**WORK REQUIRED:** Reproduce the entries below, please. Keep every character the same.

==== TASK DATA

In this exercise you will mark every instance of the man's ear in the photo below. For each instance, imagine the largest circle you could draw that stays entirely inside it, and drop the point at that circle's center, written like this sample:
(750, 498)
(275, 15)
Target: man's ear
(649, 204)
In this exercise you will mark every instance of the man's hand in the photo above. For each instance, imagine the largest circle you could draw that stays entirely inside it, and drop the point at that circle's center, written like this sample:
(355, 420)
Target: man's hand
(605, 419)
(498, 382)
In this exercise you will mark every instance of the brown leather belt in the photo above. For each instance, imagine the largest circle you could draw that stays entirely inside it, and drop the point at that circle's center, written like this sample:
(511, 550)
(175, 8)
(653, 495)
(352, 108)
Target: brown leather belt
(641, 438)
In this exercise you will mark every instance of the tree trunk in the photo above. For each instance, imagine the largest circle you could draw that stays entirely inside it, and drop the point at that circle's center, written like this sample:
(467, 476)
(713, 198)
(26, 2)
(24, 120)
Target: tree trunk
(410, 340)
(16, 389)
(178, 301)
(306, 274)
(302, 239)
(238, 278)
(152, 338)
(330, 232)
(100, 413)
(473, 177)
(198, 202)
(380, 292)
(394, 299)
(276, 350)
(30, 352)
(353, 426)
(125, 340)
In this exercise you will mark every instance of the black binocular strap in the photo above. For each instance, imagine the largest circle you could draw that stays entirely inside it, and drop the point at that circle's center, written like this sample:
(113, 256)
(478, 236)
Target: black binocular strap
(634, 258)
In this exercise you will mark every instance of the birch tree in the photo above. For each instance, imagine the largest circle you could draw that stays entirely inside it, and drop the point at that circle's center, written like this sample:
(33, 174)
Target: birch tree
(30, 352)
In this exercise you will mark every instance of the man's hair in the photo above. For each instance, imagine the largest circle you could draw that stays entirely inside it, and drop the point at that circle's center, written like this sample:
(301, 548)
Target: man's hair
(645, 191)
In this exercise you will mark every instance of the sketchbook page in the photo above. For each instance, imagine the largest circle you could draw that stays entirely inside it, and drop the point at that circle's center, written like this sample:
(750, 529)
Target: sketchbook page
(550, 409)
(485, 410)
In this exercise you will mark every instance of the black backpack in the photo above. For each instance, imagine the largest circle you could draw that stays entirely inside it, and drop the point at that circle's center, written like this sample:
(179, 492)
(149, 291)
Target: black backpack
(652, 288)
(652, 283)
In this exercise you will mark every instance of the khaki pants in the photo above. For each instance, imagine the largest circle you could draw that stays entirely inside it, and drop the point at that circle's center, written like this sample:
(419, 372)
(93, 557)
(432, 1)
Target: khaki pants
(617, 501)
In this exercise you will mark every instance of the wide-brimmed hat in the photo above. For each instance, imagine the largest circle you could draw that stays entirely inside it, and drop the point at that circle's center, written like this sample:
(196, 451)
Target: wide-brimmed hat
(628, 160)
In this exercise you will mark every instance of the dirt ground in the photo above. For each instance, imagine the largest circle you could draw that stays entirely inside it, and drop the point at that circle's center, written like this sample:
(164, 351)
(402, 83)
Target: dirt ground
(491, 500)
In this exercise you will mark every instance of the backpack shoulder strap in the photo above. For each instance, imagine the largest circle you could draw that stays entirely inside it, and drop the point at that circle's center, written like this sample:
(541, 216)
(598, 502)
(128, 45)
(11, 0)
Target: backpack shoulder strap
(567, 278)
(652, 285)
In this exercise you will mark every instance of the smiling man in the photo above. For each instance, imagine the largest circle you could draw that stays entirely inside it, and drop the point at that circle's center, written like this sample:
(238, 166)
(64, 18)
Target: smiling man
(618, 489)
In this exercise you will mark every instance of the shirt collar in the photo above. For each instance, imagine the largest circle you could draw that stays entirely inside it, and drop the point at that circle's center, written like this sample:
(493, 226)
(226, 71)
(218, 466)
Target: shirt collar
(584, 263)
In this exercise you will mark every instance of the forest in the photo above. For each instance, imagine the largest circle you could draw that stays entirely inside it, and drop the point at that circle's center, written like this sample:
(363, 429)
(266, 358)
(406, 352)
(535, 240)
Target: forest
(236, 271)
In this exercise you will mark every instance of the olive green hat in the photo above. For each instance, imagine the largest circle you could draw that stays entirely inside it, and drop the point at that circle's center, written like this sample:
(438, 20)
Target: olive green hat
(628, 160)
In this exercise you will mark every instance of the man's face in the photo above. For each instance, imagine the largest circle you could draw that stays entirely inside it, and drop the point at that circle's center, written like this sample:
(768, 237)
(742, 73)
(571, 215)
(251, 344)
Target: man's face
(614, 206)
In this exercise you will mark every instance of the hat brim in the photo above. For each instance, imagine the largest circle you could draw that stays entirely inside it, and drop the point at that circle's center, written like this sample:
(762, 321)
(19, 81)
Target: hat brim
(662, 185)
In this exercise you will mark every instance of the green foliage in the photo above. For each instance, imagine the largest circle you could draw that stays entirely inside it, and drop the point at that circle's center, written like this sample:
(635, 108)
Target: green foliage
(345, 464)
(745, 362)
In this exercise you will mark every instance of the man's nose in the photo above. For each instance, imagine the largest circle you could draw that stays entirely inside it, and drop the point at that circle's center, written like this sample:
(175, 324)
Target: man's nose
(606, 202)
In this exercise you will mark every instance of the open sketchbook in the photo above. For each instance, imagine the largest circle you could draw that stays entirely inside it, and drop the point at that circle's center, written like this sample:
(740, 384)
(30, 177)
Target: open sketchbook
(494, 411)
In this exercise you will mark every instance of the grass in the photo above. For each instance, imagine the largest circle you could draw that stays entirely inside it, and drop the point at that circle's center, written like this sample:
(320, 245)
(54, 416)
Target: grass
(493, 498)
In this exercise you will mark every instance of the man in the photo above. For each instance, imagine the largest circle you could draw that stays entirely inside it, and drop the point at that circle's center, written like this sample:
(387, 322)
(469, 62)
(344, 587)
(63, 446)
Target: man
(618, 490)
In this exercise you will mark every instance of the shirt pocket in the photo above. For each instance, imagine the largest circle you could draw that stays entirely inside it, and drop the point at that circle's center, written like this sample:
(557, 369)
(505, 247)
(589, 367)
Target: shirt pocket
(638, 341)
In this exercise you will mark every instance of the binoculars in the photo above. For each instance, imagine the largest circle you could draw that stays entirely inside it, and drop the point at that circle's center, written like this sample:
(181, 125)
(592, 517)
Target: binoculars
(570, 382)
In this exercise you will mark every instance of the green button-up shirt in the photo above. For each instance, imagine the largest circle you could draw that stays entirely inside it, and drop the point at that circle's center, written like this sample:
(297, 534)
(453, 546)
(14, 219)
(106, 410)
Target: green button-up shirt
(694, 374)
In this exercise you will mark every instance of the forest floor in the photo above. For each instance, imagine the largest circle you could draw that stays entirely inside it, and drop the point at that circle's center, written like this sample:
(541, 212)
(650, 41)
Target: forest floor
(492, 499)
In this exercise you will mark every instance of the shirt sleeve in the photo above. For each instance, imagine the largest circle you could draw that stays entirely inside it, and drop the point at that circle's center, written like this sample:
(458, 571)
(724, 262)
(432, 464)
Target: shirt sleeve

========

**EXPECTED OUTPUT:**
In this exercise you will mark every instance of the man's ear in the photo below. For each instance, imagine the largest circle you could draw that stays entirely inside it, and drop the point at that circle's center, written like this sample:
(750, 498)
(275, 15)
Target: man's ear
(649, 204)
In this exercise you will mark every instance of the man's hand in the photo above. For each instance, imagine the largest circle you could draw that stays entirely inside it, and drop the point at that circle's center, written like this sample:
(355, 420)
Target: man's hand
(605, 419)
(498, 382)
In this exercise you will mark every instance of the brown leather belt in the photo above. For each instance, imagine the largest circle you could draw that stays entirely inside it, and drop the point at that circle's center, written like this sample:
(511, 550)
(175, 8)
(653, 495)
(352, 108)
Target: brown leather belt
(641, 438)
In this exercise you will mark every instance of the tree trunk in the photo above. For each instance, imagine the largest circle you could draw that stays entirely inside it, and drop the point at that circle's center, written like this sample:
(467, 476)
(713, 198)
(26, 2)
(24, 120)
Target: tree trunk
(410, 340)
(16, 389)
(178, 301)
(306, 274)
(302, 239)
(238, 278)
(152, 338)
(330, 232)
(100, 413)
(473, 177)
(198, 202)
(380, 292)
(394, 299)
(276, 350)
(30, 352)
(353, 426)
(125, 340)
In this exercise you will mark every instance of the black binocular strap in the photo above. For each instance, imagine the largest circle you could draw that stays entirely inside it, and drop the point at that circle's center, written like this sample:
(113, 256)
(478, 236)
Target: black binocular strap
(634, 258)
In this exercise you will mark every instance of the birch tree in the photo above. For each instance, imagine the largest circle you could draw that stays entirely inside it, and drop the point at that circle's center, written like this sample:
(33, 174)
Target: birch tree
(30, 352)
In this exercise you will mark every instance of the man's hair in the photo above. For each instance, imagine the largest circle you could draw that stays entirely inside it, and drop the point at that circle's center, written like this sample:
(301, 548)
Target: man's hair
(645, 191)
In this exercise you will mark every instance of the sketchbook page in the photo above. For each instance, imagine the largest circle you could draw that stays entirely inside it, and drop the point at that circle's center, written like this sample:
(750, 529)
Target: sketchbook page
(550, 409)
(485, 410)
In this exercise you will mark every instance of the black backpack in the photo above. For each instance, imagine the largest circle you could draw that stays entirely inside it, and drop the point at that circle's center, written like this sample:
(179, 492)
(149, 291)
Target: black backpack
(652, 288)
(652, 283)
In this exercise you will mark every instance of the khaki pants in the photo above. For each instance, imagine the largest circle you could draw that stays entirely inside it, and drop the point at that circle's center, written like this sample:
(419, 372)
(93, 557)
(432, 1)
Target: khaki pants
(617, 501)
In this exercise you will mark every instance of the wide-brimmed hat in the photo above. For each instance, imagine the largest circle you could draw that stays entirely inside it, and drop the point at that circle's center, written like this sample:
(196, 451)
Target: wide-brimmed hat
(628, 160)
In this exercise you will mark every instance of the dirt ground in the photo above. For each instance, imagine the largest circle you could draw that stays entirely inside it, and drop the point at that circle's center, written like this sample:
(164, 351)
(402, 83)
Target: dirt ground
(491, 500)
In this exercise you will mark every instance of the backpack shoulder strap in the photo above. For each instance, imagine the largest circle you could draw that stays entirely inside it, and drop the point at that circle's center, written like this sample:
(541, 216)
(598, 502)
(128, 45)
(11, 0)
Target: backpack shoulder strap
(567, 278)
(652, 285)
In this exercise you will mark every instance of the smiling man in the photo above. For each instance, imagine the largest circle you could draw that stays entirely inside it, and drop the point at that circle's center, written like this sample:
(238, 166)
(64, 18)
Target: smiling man
(618, 489)
In this exercise you will mark every instance of the shirt collar in the photo above. For each instance, imagine the largest circle you could draw that stays entirely inside it, and drop the point at that circle's center, written like this sample:
(493, 226)
(226, 71)
(218, 466)
Target: shirt collar
(584, 263)
In this exercise you will mark every instance of the forest in the photo above. For each instance, imagine the largest circle you could draw that stays entirely inside it, and drop the point at that circle's center, written like this sample:
(363, 429)
(266, 358)
(406, 352)
(535, 240)
Target: forest
(236, 271)
In this exercise you will mark every instance of the olive green hat in the photo above. For each instance, imagine the largest circle you could draw that stays entirely inside it, and drop the point at that circle's center, written like this sample:
(438, 20)
Target: olive green hat
(628, 160)
In this exercise you will mark every instance of the man's face in the photo above. For each instance, imagine the largest circle you could draw that stays entirely inside it, and drop the point at that circle's center, written like this sample:
(768, 237)
(742, 73)
(571, 215)
(251, 344)
Target: man's face
(614, 206)
In this exercise you will mark every instance of the hat brim in the photo above. For each instance, imagine the largest circle you could draw that stays entirely inside it, and drop the point at that circle's center, written like this sample:
(762, 321)
(19, 81)
Target: hat brim
(662, 185)
In this exercise you will mark every instance of the green foliage in the photo above. For each instance, imagine the largest circle you could draw that stays entirely inside it, and drop the point at that circle's center, written like this sample:
(635, 108)
Target: green foliage
(345, 464)
(745, 362)
In this exercise you will mark every instance of the man's nose in the photo above. For each instance, imagine the largest circle you could draw that stays entirely inside it, and drop the point at that circle's center, written like this sample:
(175, 324)
Target: man's nose
(606, 202)
In this exercise you will mark every instance of the open sketchbook in the photo above. For each instance, imagine the largest circle you could draw that stays entirely inside it, and drop the point at that circle's center, written like this sample:
(740, 384)
(30, 177)
Target: open sketchbook
(494, 411)
In this exercise you will mark every instance of the grass in the photo above. For each instance, imagine the largest circle you could draw that stays entirely inside it, and drop the point at that circle's center, written like this sample:
(320, 245)
(54, 416)
Target: grass
(493, 498)
In this exercise you will mark every instance of the man in the photo above. For each instance, imagine the largest circle you could draw that stays entirely inside it, and drop the point at that circle's center, written like this sample:
(387, 322)
(469, 62)
(344, 587)
(63, 446)
Target: man
(618, 490)
In this exercise you will mark every instance of the shirt pocket in the photo above. For each instance, imagine the largest circle you could draw that stays entirely inside it, and drop the point at that circle's center, written like this sample:
(557, 369)
(505, 247)
(589, 367)
Target: shirt pocket
(638, 341)
In this exercise you will mark every instance of the binoculars in the photo above. For each instance, imagine the largest circle you could draw that stays entirely inside it, and drop the point at that circle's center, written like this sample:
(181, 125)
(592, 517)
Target: binoculars
(570, 382)
In this exercise you will mark every instance of the green button-up shirt in the photo above. For each instance, imagine the largest circle you could draw that stays entirely inside it, and drop the point at that circle's center, written like this sample:
(297, 534)
(453, 546)
(14, 219)
(106, 410)
Target: green button-up shirt
(694, 374)
In this exercise you will mark every instance of the forest floor in the photo above. For each instance, imagine the largest circle you could draw that stays entirely inside it, and drop the point at that circle's center, written like this sample:
(541, 212)
(650, 41)
Target: forest floor
(492, 499)
In this exercise you will mark every instance of the shirt sleeve in the photo above. For each instance, imagine the largest circle you could draw that stays entirely inside it, and drop the point at that circle's center, written like this sample:
(458, 571)
(724, 262)
(432, 464)
Target: shirt sleeve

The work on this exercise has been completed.